#### [Your task]
Rescale the entries starting at the line that contains "point: the animal eye, a" and ending at the last line of the entries. Write out only those lines, requests included, with every answer coordinate multiplied by 1.8 and rounded to a whole number, halves rounding up.

#### [Supplied entries]
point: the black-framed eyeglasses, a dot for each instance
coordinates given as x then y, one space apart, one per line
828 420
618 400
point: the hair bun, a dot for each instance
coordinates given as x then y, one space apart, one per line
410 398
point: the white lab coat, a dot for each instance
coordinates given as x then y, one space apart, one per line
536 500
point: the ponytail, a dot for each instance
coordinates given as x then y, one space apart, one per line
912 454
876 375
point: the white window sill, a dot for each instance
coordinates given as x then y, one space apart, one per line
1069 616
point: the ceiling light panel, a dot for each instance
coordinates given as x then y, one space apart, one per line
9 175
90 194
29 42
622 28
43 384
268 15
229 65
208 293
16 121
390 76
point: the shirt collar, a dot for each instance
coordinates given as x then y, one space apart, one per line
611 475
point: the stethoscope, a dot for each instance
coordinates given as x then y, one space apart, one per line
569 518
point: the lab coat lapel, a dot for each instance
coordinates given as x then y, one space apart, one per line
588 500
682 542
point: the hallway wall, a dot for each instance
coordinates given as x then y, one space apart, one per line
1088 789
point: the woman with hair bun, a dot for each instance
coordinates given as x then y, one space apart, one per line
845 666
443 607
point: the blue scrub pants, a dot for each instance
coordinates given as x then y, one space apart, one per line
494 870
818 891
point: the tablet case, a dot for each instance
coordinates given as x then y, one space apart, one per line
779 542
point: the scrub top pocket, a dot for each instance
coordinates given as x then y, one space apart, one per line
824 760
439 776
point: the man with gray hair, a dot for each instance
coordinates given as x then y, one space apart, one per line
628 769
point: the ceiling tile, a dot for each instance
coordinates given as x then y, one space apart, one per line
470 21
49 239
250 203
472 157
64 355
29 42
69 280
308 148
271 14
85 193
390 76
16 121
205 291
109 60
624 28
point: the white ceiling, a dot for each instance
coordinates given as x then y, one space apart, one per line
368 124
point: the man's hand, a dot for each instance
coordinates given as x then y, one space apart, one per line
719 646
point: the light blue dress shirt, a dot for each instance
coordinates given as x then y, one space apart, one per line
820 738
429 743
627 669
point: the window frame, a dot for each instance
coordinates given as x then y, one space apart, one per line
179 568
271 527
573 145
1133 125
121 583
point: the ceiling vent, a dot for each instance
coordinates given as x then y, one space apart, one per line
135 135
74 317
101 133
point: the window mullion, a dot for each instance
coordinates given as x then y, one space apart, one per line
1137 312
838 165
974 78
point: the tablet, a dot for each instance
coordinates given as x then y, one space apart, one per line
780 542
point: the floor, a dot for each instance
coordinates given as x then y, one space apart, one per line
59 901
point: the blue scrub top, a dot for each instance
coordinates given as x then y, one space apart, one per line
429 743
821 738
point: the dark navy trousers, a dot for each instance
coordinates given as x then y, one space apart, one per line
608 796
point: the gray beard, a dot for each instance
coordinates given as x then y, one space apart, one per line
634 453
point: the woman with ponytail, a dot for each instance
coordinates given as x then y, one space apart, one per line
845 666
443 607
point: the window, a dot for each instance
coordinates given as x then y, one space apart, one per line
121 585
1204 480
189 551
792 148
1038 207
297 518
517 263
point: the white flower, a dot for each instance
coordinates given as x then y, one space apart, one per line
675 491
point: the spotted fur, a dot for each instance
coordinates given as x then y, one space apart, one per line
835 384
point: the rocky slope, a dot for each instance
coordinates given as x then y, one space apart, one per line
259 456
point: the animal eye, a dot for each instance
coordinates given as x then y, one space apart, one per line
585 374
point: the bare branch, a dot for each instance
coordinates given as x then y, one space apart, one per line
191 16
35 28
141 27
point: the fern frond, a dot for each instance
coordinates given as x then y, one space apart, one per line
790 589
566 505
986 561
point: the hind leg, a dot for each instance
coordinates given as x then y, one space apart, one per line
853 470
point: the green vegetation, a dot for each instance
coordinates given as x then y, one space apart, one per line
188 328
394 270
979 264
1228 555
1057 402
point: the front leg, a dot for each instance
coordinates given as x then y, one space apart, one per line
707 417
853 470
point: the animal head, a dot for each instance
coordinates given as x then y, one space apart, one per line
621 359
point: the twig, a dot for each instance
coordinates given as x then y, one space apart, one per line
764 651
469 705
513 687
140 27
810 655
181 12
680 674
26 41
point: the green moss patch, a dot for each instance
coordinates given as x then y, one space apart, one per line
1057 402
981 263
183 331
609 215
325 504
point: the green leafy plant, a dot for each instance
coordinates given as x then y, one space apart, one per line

#### [Completed exercise]
point: the animal eye, a dot for each instance
coordinates given as x then y, one space apart, one per line
1053 673
point: the bare branch, a dot for each instance
coordinates given as x then y, one space apart, one per line
344 29
63 50
254 49
point: the fern frond, a dot for each instance
coordinates given as x then y, one space apart, one per line
1422 1060
1019 909
1775 1010
point: the hind leg, a dot for each instance
coordinates given as x then y, one space apart, one per line
1535 846
point: the green vegetation, a dot for each instance
coordinates given as x then y, one space apart, one per line
338 590
709 486
1762 475
2210 999
1903 724
point: the front leg, a dot for each instance
coordinates given as x then y, one space apart, one per line
1273 751
1535 846
point: the animal head, a dot for each instance
coordinates given as x then y, one space apart, one per line
1118 646
point: the twig, a dot for each instance
coordinates given as x then y, one space apart, one per line
1375 1172
844 1269
923 1237
252 49
1458 1179
326 22
1224 1213
47 74
point: the green moss patch, a dot for each instance
coordinates given as x then y, one space apart, one per line
1903 724
1766 473
329 596
1096 387
585 907
point: the green leafy plant, a dot for each instance
coordinates given as x then y, one space apart, one per line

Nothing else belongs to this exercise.